(Bounding-box records)

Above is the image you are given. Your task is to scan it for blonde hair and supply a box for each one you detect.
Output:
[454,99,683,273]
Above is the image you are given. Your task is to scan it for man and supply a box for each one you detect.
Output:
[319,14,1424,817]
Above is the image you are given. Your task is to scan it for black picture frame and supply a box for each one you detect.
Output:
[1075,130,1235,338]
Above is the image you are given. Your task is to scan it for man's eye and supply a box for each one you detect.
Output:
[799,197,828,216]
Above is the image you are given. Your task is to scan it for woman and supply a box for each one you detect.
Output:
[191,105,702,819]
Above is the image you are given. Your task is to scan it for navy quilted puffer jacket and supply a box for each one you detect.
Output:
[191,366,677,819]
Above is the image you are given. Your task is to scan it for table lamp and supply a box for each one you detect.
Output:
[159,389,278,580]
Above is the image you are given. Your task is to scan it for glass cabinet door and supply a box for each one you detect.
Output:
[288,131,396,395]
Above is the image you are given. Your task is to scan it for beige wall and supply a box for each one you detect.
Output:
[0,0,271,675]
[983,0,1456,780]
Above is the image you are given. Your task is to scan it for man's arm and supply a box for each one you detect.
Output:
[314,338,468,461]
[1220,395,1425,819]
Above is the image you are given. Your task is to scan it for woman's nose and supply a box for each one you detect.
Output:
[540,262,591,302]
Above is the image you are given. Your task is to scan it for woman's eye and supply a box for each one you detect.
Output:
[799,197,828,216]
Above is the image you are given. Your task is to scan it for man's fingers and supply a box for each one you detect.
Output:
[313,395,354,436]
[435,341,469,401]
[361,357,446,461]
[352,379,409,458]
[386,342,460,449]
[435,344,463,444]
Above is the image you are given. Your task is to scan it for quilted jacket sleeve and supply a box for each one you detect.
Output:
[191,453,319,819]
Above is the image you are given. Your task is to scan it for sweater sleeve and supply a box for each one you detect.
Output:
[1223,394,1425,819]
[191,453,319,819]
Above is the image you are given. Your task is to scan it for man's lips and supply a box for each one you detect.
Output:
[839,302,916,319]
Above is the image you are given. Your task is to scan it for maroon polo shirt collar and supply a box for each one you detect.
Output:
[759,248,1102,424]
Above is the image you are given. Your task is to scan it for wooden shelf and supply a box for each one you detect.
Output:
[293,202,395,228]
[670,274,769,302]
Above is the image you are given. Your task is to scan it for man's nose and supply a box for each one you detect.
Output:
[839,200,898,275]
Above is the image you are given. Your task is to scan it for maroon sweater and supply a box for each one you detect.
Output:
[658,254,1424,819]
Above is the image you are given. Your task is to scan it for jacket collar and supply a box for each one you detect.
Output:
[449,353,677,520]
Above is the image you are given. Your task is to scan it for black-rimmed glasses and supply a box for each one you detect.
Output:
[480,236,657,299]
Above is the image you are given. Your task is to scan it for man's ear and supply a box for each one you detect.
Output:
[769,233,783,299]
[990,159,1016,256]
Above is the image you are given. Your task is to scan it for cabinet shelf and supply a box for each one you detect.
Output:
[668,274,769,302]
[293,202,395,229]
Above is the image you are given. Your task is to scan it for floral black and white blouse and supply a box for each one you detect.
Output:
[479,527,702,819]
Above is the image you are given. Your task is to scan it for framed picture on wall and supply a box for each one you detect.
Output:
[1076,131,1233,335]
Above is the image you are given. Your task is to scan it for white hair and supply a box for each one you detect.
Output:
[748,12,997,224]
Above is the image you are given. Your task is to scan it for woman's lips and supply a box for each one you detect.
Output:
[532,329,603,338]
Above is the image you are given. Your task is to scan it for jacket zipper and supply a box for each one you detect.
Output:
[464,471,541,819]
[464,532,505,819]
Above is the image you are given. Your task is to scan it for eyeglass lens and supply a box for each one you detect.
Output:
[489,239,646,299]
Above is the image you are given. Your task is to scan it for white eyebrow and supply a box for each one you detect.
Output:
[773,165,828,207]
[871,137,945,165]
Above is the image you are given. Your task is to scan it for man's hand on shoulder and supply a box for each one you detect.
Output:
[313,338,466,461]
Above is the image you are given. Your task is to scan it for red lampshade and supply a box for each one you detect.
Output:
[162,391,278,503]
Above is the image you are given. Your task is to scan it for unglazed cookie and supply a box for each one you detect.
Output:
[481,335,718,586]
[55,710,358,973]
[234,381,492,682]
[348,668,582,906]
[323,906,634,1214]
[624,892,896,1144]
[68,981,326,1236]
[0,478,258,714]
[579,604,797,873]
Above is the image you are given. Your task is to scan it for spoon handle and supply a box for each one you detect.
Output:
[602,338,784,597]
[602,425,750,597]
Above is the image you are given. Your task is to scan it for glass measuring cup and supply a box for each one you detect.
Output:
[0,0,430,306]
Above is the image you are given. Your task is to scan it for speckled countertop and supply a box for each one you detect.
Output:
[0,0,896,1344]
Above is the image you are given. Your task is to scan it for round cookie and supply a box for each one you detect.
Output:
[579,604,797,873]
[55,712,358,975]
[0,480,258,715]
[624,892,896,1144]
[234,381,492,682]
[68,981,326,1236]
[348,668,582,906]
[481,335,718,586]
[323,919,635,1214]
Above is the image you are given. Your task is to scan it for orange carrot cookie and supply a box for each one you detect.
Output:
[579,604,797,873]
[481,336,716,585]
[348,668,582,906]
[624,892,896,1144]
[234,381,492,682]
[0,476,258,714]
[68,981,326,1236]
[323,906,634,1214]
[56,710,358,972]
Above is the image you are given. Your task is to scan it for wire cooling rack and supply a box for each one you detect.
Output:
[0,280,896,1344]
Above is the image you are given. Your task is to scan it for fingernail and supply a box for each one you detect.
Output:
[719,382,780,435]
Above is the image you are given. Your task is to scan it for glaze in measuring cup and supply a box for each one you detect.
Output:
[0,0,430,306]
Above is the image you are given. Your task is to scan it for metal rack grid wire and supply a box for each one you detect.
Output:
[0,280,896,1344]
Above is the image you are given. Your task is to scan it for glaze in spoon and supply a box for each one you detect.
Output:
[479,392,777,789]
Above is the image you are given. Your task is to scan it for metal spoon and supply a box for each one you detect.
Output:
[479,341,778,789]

» WHAT THIS TASK INVOLVES:
Quote the stretch from the line containing "it for sweater" through the line containing "[748,12,997,224]", both lines included, and nothing else.

» RESULT:
Above is the image you are given. Your task is to scan it for sweater sleeve and supply a box for each one you detect.
Output:
[1223,394,1425,819]
[191,453,319,819]
Above is the image you are given. Your task is to scan it for man's lips and supply a box for each one you detect.
Output:
[839,302,916,319]
Above is the image you are given. Your task is to scan it for maroon polo shirt collar and supply a box for each one you detect.
Output:
[759,248,1102,424]
Above is the image you are given. Your task is to scan it for wooden shelf and supply a box for each one you detect.
Output:
[293,202,395,228]
[670,274,769,302]
Above is the image you are given. Your task is to scan it for man's nose and supply a box for each one you detect.
Output:
[839,200,898,275]
Above is the image you are given. Your task is to scan it for maroon sweater and supply a box for each one you detect.
Output:
[658,254,1424,819]
Above is the image you are given. Your task is to scan it for jacket collar and supply a box for each one you detect.
Output:
[449,353,677,520]
Above is the image you are given. Your task is to scan it for black-rimmed glasses and supply a box for each one you detect.
Output:
[480,236,657,299]
Above is the image you are given. Your task is to scan it for man's ear and supply a box for each one you detect.
Output:
[769,233,783,299]
[990,159,1016,256]
Above is the image you are given. Your task is to scan it for cabinet shelf and supply a box for each one you detect.
Output:
[668,274,769,302]
[293,202,395,229]
Above is the image you are given. Your task is to scan it for floral black and white blouse and supply a box for each one you detect.
Output:
[479,527,702,819]
Above is the image you are given. Your task is to scan it for framed picture on wall and supply a box for each one you detect.
Output:
[1076,131,1233,335]
Above is the image you are given. Your task is to scan it for white hair and supply a box for each one you detect.
Output:
[748,12,997,224]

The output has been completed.